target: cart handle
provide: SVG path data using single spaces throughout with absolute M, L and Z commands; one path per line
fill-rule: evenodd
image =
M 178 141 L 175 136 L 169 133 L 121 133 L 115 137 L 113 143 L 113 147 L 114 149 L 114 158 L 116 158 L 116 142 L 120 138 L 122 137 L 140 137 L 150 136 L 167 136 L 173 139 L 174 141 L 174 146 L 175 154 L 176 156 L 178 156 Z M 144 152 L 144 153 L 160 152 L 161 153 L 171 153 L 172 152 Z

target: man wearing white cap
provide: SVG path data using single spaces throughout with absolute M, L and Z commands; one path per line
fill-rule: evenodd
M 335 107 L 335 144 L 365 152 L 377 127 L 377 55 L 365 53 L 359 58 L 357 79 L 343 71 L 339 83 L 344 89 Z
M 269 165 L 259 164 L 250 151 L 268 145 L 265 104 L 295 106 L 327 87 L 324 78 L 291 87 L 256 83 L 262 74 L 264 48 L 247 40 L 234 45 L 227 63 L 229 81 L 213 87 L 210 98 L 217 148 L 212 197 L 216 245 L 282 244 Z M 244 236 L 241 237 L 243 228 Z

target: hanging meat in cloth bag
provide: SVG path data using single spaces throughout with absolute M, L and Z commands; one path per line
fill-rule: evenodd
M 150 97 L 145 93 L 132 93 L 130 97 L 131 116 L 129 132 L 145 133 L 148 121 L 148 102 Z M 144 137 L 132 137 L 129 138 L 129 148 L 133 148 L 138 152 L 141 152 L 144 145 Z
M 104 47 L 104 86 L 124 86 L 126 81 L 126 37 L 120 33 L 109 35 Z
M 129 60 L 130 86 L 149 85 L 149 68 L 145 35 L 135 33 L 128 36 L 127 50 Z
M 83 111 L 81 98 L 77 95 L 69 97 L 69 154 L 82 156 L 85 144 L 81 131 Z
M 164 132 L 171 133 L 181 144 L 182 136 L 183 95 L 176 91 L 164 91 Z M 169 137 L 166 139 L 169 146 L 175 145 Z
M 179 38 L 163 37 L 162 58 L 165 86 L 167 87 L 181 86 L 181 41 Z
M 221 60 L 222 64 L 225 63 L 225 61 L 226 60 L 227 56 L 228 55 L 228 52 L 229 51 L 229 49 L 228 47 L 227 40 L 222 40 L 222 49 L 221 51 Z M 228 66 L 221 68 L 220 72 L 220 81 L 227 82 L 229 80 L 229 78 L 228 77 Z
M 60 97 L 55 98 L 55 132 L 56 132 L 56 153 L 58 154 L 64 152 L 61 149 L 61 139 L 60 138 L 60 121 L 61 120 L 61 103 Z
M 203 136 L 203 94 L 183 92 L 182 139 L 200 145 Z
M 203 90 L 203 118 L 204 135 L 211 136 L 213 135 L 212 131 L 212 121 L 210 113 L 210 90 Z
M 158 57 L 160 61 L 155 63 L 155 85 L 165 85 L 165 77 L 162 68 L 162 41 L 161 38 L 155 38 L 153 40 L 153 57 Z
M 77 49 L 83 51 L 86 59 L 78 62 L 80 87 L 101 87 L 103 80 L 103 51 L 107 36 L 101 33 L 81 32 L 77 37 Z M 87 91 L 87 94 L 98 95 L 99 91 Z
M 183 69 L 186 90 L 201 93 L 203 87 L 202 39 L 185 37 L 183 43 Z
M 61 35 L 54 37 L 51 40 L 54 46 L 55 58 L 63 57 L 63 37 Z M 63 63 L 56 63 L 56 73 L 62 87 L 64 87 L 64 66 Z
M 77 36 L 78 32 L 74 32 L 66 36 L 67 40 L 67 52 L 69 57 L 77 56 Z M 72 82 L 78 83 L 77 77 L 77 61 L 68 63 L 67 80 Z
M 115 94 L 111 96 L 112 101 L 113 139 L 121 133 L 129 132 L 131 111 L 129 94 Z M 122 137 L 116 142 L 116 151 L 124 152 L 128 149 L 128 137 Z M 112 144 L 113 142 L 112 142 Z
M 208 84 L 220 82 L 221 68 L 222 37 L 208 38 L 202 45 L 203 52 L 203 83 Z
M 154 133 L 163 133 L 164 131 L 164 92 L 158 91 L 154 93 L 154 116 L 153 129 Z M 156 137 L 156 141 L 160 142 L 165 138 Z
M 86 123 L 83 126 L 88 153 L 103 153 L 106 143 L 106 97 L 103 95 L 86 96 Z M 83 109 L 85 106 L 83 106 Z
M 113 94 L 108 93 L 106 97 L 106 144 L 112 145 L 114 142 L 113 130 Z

_Problem statement:_ Exactly reproduce the material above.

_Output below:_
target: cart handle
provide: SVG path data using single spaces throughout with absolute M, L and Z commands; one path per line
fill-rule: evenodd
image =
M 178 141 L 175 136 L 169 133 L 121 133 L 115 137 L 113 143 L 113 147 L 114 149 L 114 158 L 116 158 L 116 142 L 120 138 L 122 137 L 140 137 L 150 136 L 167 136 L 173 139 L 174 141 L 174 146 L 175 154 L 176 156 L 178 156 Z M 144 152 L 144 153 L 160 152 L 161 153 L 171 153 L 172 152 Z

target: man wearing white cap
provide: SVG path data using single spaces throughout with absolute M, L and Z commands; one path per line
fill-rule: evenodd
M 335 107 L 335 144 L 365 152 L 377 127 L 377 55 L 365 53 L 359 58 L 357 79 L 343 71 L 339 83 L 344 89 Z
M 269 165 L 259 164 L 250 151 L 268 145 L 265 104 L 295 106 L 327 87 L 324 78 L 291 87 L 256 83 L 262 74 L 264 48 L 247 40 L 234 45 L 227 63 L 229 81 L 213 87 L 210 98 L 217 148 L 212 197 L 216 245 L 282 244 Z M 244 236 L 241 237 L 243 228 Z

target: hanging meat in cloth bag
provide: SVG path data using single spaces throughout with absolute M, L and Z commands; one path per line
fill-rule: evenodd
M 150 97 L 145 93 L 132 93 L 130 97 L 131 116 L 129 132 L 145 133 L 148 121 L 148 102 Z M 144 137 L 132 137 L 129 138 L 129 148 L 133 148 L 138 152 L 141 152 L 144 145 Z
M 104 47 L 104 86 L 124 86 L 126 81 L 126 37 L 120 33 L 109 35 Z
M 129 60 L 130 86 L 149 85 L 149 68 L 145 35 L 135 33 L 128 36 L 127 50 Z
M 83 111 L 81 98 L 77 95 L 69 97 L 69 154 L 82 156 L 85 144 L 81 131 Z
M 164 132 L 171 133 L 181 144 L 182 136 L 183 95 L 176 91 L 164 91 Z M 169 137 L 166 139 L 169 146 L 175 145 Z
M 179 38 L 163 37 L 162 58 L 165 86 L 167 87 L 181 86 L 181 41 Z
M 221 60 L 222 64 L 225 63 L 225 61 L 226 60 L 227 56 L 228 55 L 228 52 L 229 51 L 229 49 L 228 47 L 227 40 L 222 40 L 222 49 L 221 51 Z M 228 66 L 221 68 L 220 72 L 220 81 L 227 82 L 229 80 L 229 78 L 228 77 Z
M 60 97 L 55 98 L 55 132 L 56 132 L 56 153 L 58 154 L 64 152 L 61 149 L 61 139 L 60 138 L 60 121 L 61 120 L 61 103 Z
M 203 136 L 203 94 L 183 92 L 182 139 L 200 145 Z
M 203 90 L 203 118 L 204 135 L 211 136 L 213 135 L 212 131 L 212 121 L 210 113 L 210 90 Z
M 158 57 L 160 61 L 155 63 L 155 85 L 165 85 L 165 77 L 162 68 L 162 41 L 161 38 L 155 38 L 153 40 L 153 57 Z
M 77 49 L 83 51 L 86 59 L 78 62 L 80 87 L 101 87 L 103 80 L 103 51 L 107 36 L 101 33 L 81 32 L 77 37 Z M 87 91 L 87 94 L 98 95 L 99 91 Z
M 183 69 L 186 90 L 201 93 L 203 87 L 202 39 L 185 37 L 183 43 Z
M 61 35 L 54 37 L 51 40 L 54 46 L 55 58 L 63 57 L 63 37 Z M 63 63 L 56 63 L 56 73 L 62 87 L 64 87 L 64 66 Z
M 77 36 L 78 32 L 74 32 L 66 36 L 67 40 L 67 52 L 69 57 L 77 56 Z M 72 82 L 78 83 L 77 77 L 77 61 L 68 63 L 67 80 Z
M 115 94 L 111 96 L 112 101 L 113 139 L 121 133 L 129 132 L 131 111 L 129 94 Z M 122 137 L 116 142 L 116 151 L 124 152 L 128 149 L 128 137 Z M 112 144 L 113 142 L 112 142 Z
M 208 84 L 220 82 L 221 68 L 222 37 L 208 38 L 202 45 L 203 52 L 203 83 Z
M 154 133 L 163 133 L 164 131 L 164 92 L 158 91 L 154 93 L 154 116 L 153 129 Z M 156 137 L 156 141 L 160 142 L 165 138 Z
M 86 123 L 83 126 L 88 153 L 103 153 L 106 143 L 106 97 L 103 95 L 86 96 Z M 83 109 L 85 106 L 83 106 Z
M 113 94 L 108 93 L 106 97 L 106 144 L 112 145 L 114 142 L 113 130 Z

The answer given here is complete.